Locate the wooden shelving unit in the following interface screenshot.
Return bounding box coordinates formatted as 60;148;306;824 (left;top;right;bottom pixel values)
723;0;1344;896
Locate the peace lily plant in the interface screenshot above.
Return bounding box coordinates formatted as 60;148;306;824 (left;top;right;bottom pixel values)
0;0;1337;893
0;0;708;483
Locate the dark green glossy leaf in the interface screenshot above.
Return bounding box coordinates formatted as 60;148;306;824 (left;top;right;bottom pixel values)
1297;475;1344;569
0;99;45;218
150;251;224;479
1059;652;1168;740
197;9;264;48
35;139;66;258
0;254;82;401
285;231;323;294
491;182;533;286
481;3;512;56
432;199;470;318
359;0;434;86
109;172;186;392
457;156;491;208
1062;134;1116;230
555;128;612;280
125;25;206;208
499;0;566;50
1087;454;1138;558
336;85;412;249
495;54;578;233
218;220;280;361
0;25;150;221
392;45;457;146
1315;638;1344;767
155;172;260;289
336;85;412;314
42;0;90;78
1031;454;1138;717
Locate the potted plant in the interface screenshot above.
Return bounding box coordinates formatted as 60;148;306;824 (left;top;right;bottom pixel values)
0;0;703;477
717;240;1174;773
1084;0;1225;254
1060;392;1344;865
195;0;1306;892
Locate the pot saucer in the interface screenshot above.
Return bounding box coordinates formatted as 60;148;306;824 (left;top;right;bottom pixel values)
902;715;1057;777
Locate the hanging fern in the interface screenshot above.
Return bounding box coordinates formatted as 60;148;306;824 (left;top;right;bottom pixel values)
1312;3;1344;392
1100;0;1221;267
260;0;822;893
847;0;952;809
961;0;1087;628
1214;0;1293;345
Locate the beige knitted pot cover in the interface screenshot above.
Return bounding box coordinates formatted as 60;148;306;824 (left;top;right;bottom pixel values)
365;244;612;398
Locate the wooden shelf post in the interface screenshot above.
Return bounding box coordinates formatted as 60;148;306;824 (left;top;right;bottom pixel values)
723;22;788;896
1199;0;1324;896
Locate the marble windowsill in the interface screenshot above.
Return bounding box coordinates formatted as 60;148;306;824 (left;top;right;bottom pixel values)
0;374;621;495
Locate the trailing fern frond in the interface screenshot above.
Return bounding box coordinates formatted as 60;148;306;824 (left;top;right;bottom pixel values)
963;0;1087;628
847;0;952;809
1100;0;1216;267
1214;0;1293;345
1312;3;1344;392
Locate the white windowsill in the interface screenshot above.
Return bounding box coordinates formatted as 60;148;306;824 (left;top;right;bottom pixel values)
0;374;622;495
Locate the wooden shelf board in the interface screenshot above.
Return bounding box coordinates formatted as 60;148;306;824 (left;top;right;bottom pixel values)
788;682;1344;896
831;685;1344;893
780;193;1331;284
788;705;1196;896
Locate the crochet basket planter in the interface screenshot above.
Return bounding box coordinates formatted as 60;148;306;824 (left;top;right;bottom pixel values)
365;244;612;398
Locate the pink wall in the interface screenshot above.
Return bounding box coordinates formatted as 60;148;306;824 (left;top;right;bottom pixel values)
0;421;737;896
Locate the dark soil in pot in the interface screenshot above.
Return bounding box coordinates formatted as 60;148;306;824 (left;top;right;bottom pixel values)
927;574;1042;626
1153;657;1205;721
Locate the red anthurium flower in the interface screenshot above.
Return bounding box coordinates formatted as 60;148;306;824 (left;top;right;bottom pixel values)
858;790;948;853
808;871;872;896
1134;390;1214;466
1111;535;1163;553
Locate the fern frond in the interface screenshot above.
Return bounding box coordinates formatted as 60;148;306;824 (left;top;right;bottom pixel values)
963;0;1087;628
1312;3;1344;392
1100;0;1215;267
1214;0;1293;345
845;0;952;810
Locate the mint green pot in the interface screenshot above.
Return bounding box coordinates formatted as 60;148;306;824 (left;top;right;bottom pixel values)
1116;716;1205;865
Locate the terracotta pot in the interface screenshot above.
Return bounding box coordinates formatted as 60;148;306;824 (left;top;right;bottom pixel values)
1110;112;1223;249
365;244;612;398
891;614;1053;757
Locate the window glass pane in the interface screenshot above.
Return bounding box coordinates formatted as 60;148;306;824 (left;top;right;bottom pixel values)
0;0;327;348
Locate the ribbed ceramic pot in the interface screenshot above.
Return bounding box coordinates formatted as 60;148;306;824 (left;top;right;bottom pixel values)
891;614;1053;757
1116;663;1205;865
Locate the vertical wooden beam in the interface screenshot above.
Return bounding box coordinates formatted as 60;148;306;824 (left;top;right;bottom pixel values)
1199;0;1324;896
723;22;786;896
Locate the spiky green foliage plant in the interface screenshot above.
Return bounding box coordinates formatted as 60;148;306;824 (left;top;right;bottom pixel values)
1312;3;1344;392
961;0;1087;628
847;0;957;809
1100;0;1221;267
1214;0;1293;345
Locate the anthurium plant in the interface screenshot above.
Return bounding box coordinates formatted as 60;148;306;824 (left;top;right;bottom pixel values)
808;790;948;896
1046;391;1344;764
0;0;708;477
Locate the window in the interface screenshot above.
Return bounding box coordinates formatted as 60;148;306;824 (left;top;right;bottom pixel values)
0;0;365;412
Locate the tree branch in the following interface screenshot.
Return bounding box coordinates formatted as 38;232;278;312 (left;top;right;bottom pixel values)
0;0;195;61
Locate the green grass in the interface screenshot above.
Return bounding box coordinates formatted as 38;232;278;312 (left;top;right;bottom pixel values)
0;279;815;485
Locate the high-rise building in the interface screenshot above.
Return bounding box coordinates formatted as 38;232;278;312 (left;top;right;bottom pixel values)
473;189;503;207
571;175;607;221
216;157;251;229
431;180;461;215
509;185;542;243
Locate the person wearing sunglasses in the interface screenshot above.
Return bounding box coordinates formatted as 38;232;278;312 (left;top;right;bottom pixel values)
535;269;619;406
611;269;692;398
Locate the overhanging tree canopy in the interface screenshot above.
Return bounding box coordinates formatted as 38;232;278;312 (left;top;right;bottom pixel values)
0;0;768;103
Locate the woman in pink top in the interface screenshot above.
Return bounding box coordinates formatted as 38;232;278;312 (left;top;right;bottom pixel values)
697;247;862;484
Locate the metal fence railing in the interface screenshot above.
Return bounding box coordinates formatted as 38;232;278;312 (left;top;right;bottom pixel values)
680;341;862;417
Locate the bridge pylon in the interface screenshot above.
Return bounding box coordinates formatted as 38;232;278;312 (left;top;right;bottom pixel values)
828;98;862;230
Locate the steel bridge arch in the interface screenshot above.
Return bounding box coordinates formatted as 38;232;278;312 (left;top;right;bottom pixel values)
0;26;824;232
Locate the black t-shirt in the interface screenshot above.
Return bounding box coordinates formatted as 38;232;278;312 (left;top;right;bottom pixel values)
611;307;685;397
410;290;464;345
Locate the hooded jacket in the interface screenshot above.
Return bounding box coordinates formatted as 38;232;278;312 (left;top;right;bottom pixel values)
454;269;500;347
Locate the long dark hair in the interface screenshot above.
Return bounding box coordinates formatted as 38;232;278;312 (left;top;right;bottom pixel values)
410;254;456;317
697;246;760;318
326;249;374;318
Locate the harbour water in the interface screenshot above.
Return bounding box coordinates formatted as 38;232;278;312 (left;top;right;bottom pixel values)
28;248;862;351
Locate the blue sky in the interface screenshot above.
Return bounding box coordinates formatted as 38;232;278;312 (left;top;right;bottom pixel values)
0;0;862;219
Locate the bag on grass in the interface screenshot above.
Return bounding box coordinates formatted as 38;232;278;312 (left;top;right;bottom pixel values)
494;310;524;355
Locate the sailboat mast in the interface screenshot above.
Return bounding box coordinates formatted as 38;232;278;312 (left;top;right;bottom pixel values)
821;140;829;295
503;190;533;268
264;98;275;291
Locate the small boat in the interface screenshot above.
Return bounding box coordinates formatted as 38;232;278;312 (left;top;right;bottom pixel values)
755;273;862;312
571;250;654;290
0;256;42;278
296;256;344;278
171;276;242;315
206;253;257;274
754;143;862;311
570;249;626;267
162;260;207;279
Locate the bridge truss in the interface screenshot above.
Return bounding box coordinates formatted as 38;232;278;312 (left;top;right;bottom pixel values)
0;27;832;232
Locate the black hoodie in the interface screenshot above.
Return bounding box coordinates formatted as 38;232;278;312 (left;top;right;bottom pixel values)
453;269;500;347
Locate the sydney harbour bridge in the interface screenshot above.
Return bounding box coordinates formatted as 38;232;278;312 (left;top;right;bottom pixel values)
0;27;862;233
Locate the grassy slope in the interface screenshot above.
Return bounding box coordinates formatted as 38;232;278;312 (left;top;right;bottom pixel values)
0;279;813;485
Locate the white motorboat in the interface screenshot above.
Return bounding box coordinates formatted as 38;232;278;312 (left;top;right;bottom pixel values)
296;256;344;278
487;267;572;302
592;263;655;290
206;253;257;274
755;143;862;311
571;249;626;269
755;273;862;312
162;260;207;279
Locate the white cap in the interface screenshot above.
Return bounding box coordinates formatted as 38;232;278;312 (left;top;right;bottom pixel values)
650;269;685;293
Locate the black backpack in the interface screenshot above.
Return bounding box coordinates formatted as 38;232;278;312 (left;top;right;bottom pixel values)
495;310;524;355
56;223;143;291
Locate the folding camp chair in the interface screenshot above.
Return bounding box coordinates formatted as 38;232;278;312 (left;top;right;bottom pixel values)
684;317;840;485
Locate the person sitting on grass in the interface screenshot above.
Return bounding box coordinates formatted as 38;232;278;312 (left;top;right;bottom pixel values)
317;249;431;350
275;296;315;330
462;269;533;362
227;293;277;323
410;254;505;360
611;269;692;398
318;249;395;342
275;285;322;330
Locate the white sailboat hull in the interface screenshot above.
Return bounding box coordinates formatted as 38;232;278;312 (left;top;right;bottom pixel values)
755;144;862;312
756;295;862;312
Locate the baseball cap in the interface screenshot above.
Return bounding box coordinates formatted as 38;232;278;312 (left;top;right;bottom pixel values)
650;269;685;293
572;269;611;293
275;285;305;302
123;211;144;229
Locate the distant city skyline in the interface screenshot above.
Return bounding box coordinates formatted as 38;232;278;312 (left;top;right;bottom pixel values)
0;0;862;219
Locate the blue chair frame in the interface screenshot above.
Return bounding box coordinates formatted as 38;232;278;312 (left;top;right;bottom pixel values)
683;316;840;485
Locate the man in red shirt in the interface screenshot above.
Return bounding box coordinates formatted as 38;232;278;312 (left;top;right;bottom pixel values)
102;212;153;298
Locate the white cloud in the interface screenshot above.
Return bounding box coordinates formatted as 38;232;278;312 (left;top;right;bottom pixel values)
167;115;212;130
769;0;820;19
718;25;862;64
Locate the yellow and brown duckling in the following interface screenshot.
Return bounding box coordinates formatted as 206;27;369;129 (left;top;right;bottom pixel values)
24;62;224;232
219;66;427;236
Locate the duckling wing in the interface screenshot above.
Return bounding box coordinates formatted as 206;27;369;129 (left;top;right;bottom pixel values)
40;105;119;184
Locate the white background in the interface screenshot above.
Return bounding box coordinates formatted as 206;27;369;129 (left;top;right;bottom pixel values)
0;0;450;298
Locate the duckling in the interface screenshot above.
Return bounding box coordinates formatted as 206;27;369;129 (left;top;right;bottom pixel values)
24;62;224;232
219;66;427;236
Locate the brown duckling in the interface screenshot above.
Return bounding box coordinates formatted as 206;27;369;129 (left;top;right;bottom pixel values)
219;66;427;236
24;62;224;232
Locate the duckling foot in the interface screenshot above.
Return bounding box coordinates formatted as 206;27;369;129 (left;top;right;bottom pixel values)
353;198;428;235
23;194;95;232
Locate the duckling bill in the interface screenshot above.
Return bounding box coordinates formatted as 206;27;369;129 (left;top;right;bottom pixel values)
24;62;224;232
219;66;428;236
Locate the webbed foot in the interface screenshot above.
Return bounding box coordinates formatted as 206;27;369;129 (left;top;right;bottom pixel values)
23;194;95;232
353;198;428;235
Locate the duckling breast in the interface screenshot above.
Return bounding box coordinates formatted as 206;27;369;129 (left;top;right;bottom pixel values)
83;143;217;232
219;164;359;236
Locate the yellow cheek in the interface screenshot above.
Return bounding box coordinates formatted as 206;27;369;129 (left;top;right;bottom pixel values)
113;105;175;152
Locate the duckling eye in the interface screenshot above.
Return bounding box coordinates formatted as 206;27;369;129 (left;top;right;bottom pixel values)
++++
** Instructions for the task **
Reproduce the lines of the listing above without any change, starting at the line that contains "Locate the black backpack" and ending at the line that contains "123;211;144;229", both included.

** Solution **
Locate the black backpack in the interface screenshot above.
Return bounding box coordinates formatted as 38;232;278;312 (left;top;right;bottom pixel values)
495;310;524;355
56;223;143;291
Locate the folding camp chair in the interface screenshot above.
Return bounding box coordinates formatted as 38;232;278;312 (left;top;right;bottom pixel values)
684;317;840;485
Locate the person sitting on grass in the interface screenshot above.
Return bounding box coordinates formatted as 38;232;278;312 (left;top;right;bottom pixel values)
317;249;431;350
275;296;315;330
462;269;533;362
227;293;277;323
410;254;505;360
611;269;692;398
318;249;395;342
275;285;322;330
Locate the white sailboat hull in the interface screenshot above.
Return bounding box coordinates formatted as 38;232;278;312 (left;top;right;bottom pixel values)
755;144;862;312
756;295;862;312
Locate the baseball cap in the interface screenshot above.
Return bounding box coordinates formatted as 38;232;278;312 (left;top;right;bottom pixel values)
650;269;685;293
572;269;611;293
275;285;305;302
123;211;144;229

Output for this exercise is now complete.